→ **Task prompt**
Each entry needs to be duplicated exactly.

╭─ Dataset records

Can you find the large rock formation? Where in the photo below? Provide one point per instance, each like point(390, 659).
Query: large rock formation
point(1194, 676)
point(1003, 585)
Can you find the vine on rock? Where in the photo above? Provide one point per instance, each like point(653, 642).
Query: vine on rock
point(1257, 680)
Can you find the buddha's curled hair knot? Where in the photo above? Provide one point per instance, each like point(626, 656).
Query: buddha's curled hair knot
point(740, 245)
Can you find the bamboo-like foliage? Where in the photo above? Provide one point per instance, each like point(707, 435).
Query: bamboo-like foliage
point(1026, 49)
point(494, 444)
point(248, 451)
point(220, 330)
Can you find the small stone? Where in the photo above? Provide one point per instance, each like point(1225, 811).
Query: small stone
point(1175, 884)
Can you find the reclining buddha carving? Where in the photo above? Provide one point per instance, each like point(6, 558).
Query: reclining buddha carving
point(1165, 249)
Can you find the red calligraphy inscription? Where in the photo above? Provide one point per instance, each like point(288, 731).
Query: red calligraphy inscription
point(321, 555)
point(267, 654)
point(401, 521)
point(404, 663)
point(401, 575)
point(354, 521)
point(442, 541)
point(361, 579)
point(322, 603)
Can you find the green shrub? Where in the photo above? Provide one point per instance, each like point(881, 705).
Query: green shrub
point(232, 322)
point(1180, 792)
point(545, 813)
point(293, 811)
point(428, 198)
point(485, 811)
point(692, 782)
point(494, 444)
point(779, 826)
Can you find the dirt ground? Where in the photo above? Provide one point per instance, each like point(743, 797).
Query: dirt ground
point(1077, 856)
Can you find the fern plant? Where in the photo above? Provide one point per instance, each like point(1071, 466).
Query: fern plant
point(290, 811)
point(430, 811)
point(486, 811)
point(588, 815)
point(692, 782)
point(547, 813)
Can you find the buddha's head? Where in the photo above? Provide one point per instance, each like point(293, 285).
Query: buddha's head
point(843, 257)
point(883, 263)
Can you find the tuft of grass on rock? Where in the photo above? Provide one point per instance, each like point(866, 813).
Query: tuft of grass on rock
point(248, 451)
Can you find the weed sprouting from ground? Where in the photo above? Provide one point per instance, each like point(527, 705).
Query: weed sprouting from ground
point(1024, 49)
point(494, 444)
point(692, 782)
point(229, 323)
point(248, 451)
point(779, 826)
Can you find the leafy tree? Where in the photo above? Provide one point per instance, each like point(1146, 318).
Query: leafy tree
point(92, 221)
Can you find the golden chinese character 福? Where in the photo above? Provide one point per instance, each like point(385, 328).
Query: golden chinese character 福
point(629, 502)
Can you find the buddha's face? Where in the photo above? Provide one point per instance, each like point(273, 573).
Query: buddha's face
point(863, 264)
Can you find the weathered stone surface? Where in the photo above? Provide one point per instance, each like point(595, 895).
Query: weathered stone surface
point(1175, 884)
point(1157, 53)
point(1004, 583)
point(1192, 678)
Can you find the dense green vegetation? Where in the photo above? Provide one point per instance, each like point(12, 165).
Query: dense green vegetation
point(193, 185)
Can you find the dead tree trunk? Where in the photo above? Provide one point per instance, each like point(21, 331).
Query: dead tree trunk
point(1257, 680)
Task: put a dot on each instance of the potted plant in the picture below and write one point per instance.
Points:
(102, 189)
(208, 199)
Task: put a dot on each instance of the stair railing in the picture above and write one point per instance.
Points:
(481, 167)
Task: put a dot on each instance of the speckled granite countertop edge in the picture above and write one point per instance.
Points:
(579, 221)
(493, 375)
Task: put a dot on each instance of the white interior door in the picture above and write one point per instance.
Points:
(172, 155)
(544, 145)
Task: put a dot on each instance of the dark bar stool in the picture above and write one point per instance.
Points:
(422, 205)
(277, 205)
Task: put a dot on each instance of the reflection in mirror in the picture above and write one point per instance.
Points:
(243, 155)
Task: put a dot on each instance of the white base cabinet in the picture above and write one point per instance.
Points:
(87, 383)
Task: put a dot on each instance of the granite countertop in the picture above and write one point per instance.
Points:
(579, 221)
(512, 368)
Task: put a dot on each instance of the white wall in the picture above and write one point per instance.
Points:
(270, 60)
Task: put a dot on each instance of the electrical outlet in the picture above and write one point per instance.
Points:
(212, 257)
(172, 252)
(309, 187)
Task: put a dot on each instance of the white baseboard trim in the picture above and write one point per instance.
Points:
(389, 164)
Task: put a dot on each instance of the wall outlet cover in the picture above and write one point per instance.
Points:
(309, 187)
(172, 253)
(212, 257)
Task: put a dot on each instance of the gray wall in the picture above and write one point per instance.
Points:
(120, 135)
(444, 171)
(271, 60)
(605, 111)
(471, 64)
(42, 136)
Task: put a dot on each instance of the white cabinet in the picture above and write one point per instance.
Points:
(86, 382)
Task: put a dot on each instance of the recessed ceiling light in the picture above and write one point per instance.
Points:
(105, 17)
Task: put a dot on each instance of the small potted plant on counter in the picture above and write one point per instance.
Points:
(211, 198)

╰─

→ **Exercise result**
Can you find the large rock formation? Where in the photo below? Provide one point per instance, each like point(390, 659).
Query: large rock formation
point(1194, 676)
point(1003, 585)
Can you find the vine on rock? Where in the photo above? Provide one point per instance, each like point(653, 642).
Query: vine on rock
point(1257, 680)
Can you find the buddha's curled hair knot? Where in the photo above? Provide one point per instance, each like point(626, 656).
Query: buddha's curled hair knot
point(740, 245)
Can you find the bamboo-like foliage? Where in the photo above? Provide one point per instance, each like point(707, 435).
Query: bamboo-like foliage
point(1026, 49)
point(494, 444)
point(248, 451)
point(220, 330)
Can you find the small stone? Where in the photo above? Provide one point per instance, each like point(1225, 811).
Query: small stone
point(1175, 884)
Can you find the reclining buddha carving? Where in the photo above? Provide one point per instance, each like point(6, 558).
Query: reclining buddha carving
point(1165, 249)
Can you find the red calligraphy inscription? Where in the photo above? Provide one point per instance, each like point(288, 731).
Query: red calligraphy inscription
point(321, 555)
point(267, 654)
point(401, 521)
point(404, 663)
point(401, 575)
point(354, 521)
point(442, 541)
point(361, 579)
point(322, 603)
Can you find the green shrub? Where in the photo above? Provide one point per instance, each like point(881, 705).
Query: green shrub
point(232, 322)
point(1180, 792)
point(545, 813)
point(293, 811)
point(428, 198)
point(485, 811)
point(692, 782)
point(494, 444)
point(779, 826)
Can you find the dirt ground? Where in the photo above? Provide one point per instance, each like point(743, 797).
Query: dirt ground
point(1077, 856)
Can you find the fern plant? Where in the photo above? Provide one point per instance, each like point(1071, 466).
Query: fern plant
point(290, 811)
point(430, 811)
point(486, 811)
point(588, 815)
point(692, 782)
point(547, 813)
Can you find the buddha's head? Where in the photo above? Provide one point per instance, each like point(293, 285).
Query: buddha's head
point(843, 257)
point(883, 263)
Can you find the tuft of grass on rock? Where in the photo above? Provide one point per instance, each like point(866, 813).
Query: tuft of grass on rock
point(248, 451)
Can you find the weed sprouting from ground? Where in the photo above? Provide one point per instance, each like point(527, 705).
Query: weed sprouting from ground
point(1024, 49)
point(494, 444)
point(692, 782)
point(229, 323)
point(248, 451)
point(779, 826)
Can you find the leafy tree? Where in the photo above? Provide one point per instance, each like point(1146, 318).
Query: leafy tree
point(92, 221)
Can you find the golden chinese character 福? Where in the photo above? Provide one point per instance, each like point(385, 328).
Query: golden chinese character 福
point(629, 502)
Can you find the buddha's face? Where in the photo above? Provide one point per instance, each like point(273, 573).
Query: buddha's face
point(863, 264)
Can you find the weathered stone surface? Where in the photo above? Provide one point per instance, each like point(595, 895).
Query: weathered stone surface
point(1175, 884)
point(1157, 53)
point(1004, 583)
point(1192, 678)
Can you find the dense green vegetation? Where in the photo above? Provide one point per instance, each like point(12, 165).
Query: dense green vegetation
point(193, 185)
Can you find the dead tree trunk? Where in the photo above? Provide one point per instance, each like point(21, 331).
Query: dead tree trunk
point(1257, 680)
Task: put a dot on each instance of the potted plant in the picture below and write one point per instance.
Points:
(102, 189)
(208, 199)
Task: put a dot on each instance of the stair railing in the picture above and write one point per instance.
Points:
(481, 167)
Task: put a dot on each instance of the speckled granite countertop edge in the picture above and write one point per instance.
Points:
(579, 221)
(493, 375)
Task: put a dot on each instance of the white interior door in the picture above and write one point per instance.
Points:
(172, 155)
(544, 145)
Task: put a dot on each instance of the dark bar stool in the picture above and write one point per instance.
Points:
(422, 205)
(277, 205)
Task: put a dot on each instance of the reflection in mirror in the picture above and write one point per instance.
Points:
(243, 155)
Task: put a dot on each instance of the white base cabinet in the picture above and write one point per instance.
Points:
(87, 383)
Task: put a dot on each instance of the granite countertop in the picture above and write one point per instance.
Points:
(579, 221)
(512, 368)
Task: put a dot on each instance of the white wall in the picture above and write one point per instance.
Points:
(270, 60)
Task: put a dot on each instance of the electrical outlet in the picture above and write one point per instance.
Points:
(212, 257)
(172, 252)
(309, 187)
Task: put a dot on each instance of the white baseboard trim in the picture above and write one point per instance.
Points:
(389, 164)
Task: put a dot on each instance of the wall outlet cover in the picture above and write one point per instance.
Points:
(309, 187)
(172, 253)
(212, 257)
Task: put a dot on each instance of the gray wall in the picture above and write one point per instance.
Points:
(120, 135)
(444, 171)
(271, 60)
(605, 111)
(471, 64)
(42, 136)
Task: put a dot on each instance of the white cabinet in the picture above and write one point per instance.
Points:
(86, 382)
Task: put a dot on each instance of the recessed ceiling light in the picture above and write one point per instance.
Points:
(105, 17)
Task: put a dot on each instance of the small potted plant on counter in the picture above and write one point per instance.
Points:
(211, 198)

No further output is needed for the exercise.